Rewrite the part of the records that opens with the line containing "the cabinet drawer" and closes with the line containing "xmin=216 ymin=262 xmax=277 ymax=271", swapping "stainless steel sink" for "kitchen sink" and changing nothing else. Return only those lines.

+-------+

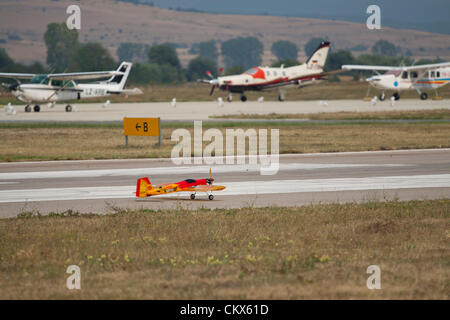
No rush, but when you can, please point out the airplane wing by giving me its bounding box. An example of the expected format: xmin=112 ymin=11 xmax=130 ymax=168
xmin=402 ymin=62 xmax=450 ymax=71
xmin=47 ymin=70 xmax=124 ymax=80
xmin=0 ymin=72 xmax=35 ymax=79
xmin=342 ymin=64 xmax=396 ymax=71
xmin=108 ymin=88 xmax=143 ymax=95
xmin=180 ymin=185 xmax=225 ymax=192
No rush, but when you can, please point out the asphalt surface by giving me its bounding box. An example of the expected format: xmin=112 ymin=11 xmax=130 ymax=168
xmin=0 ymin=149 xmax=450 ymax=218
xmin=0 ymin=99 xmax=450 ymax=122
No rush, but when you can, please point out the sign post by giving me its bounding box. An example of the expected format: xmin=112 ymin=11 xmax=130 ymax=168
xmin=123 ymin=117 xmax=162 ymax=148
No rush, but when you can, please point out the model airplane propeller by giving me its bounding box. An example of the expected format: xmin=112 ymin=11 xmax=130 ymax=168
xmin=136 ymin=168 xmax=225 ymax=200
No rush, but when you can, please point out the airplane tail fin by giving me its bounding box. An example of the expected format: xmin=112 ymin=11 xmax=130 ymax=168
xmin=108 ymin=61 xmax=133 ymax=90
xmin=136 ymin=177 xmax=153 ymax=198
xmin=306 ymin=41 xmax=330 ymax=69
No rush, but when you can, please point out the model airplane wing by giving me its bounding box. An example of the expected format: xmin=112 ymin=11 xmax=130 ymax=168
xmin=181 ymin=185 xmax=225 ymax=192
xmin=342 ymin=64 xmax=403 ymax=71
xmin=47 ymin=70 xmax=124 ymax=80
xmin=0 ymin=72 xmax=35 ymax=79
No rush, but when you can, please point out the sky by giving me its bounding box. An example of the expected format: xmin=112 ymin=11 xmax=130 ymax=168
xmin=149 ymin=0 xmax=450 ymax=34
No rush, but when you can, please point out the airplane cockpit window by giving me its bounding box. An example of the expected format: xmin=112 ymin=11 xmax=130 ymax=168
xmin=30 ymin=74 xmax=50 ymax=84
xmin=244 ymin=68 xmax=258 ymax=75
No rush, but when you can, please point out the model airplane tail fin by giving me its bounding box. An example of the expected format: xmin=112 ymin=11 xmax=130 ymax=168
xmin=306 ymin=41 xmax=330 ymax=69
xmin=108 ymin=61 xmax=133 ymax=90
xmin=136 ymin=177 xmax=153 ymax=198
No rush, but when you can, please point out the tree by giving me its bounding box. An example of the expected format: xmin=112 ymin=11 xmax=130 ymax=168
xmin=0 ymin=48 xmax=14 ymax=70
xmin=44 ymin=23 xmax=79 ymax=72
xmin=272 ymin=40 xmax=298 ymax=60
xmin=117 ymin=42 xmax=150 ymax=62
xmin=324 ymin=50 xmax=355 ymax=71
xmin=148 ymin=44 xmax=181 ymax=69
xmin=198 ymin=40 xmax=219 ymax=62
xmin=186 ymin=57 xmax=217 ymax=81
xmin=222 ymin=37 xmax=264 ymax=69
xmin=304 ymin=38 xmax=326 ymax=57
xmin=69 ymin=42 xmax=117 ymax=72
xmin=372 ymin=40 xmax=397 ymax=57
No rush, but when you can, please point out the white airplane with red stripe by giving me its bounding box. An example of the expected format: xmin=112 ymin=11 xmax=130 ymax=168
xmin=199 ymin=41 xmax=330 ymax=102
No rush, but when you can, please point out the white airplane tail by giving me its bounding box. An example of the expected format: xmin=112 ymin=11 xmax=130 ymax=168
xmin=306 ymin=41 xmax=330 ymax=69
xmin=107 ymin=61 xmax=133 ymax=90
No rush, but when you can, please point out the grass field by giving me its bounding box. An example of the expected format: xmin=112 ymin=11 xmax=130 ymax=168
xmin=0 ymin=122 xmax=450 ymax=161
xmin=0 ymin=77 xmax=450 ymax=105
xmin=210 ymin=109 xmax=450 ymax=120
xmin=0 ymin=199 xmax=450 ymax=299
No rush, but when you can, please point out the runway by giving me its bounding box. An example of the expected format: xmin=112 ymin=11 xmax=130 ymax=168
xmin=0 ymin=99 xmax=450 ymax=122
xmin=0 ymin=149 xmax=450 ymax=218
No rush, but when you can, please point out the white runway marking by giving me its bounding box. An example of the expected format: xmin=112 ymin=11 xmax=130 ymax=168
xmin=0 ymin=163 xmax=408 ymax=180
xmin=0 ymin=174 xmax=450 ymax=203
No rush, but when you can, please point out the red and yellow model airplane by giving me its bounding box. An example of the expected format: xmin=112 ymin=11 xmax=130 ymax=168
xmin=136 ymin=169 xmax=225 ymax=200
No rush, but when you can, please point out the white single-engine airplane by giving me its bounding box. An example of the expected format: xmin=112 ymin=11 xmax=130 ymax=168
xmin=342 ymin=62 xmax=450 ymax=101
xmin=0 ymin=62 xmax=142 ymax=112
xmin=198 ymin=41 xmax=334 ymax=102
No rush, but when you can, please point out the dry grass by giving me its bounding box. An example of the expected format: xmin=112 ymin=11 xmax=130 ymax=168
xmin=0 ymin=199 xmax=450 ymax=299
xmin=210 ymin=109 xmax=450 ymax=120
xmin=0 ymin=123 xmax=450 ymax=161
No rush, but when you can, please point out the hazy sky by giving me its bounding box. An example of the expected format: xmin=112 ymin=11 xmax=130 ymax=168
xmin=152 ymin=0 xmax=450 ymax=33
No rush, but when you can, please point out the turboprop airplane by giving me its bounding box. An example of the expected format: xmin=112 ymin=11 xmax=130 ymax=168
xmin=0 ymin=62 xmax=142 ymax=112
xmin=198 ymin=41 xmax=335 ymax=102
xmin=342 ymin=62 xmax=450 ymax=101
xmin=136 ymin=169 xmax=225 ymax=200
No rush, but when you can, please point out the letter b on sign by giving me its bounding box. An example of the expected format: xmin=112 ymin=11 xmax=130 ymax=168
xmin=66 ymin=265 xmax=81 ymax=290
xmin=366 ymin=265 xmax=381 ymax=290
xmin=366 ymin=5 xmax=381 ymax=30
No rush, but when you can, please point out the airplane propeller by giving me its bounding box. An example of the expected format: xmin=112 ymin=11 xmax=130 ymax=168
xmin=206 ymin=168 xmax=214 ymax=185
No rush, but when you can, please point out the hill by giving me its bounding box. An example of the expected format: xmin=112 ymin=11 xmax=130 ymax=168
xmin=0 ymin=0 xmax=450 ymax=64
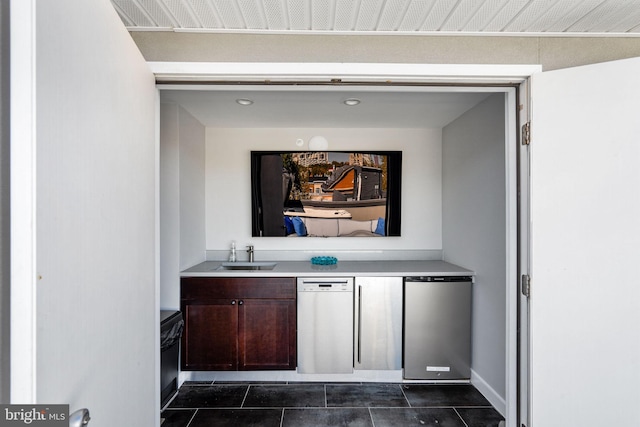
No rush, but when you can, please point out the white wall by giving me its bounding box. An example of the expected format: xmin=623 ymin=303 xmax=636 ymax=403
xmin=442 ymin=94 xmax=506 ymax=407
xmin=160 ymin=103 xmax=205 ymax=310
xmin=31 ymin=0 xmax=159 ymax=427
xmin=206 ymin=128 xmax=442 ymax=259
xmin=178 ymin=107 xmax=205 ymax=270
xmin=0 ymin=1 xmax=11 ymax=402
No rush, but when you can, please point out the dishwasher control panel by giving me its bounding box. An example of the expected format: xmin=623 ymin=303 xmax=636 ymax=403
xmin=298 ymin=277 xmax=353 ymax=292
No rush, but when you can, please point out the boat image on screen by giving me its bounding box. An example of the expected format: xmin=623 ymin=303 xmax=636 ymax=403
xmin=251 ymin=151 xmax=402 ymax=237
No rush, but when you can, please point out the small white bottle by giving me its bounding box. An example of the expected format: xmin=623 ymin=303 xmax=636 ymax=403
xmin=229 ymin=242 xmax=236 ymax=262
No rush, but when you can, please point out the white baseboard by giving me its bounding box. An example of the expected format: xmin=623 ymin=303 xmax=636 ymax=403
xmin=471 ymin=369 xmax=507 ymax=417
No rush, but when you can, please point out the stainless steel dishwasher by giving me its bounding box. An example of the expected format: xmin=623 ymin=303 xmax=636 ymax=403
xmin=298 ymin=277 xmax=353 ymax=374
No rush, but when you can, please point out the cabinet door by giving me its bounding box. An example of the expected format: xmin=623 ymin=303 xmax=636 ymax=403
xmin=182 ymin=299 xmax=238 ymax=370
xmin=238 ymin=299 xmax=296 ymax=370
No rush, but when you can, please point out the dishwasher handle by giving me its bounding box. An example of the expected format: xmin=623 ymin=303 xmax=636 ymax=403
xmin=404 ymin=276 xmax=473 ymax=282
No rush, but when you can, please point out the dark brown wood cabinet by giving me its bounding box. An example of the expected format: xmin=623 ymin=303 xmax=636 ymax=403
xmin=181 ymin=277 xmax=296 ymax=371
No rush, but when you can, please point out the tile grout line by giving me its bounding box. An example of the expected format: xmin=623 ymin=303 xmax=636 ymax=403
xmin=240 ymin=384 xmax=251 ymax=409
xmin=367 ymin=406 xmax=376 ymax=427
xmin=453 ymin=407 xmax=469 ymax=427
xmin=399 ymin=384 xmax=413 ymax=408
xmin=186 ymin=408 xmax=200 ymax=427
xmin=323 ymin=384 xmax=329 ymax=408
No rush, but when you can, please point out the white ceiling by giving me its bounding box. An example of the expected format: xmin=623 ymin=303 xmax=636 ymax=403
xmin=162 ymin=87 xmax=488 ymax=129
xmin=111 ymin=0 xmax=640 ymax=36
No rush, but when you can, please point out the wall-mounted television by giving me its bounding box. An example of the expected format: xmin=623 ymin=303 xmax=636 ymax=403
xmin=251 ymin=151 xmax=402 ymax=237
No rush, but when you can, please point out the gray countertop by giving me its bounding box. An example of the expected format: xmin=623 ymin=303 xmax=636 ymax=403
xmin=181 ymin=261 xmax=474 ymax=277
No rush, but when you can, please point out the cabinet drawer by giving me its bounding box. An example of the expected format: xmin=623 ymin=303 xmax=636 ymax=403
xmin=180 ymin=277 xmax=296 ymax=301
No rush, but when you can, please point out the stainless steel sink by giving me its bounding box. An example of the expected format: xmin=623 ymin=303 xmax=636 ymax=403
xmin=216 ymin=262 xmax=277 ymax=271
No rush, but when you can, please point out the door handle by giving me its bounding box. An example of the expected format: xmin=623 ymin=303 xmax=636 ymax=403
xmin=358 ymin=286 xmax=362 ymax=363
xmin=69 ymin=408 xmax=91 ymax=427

+-------+

» **Answer for the task**:
No rush, but when you can, please point out the cabinet drawer by giving me its bounding box. An example of the expected format: xmin=623 ymin=303 xmax=636 ymax=403
xmin=180 ymin=277 xmax=296 ymax=301
No rush, but when you can, please point out the kitchen sink by giving me its bounding box. An example of the expected format: xmin=623 ymin=303 xmax=636 ymax=403
xmin=216 ymin=262 xmax=277 ymax=271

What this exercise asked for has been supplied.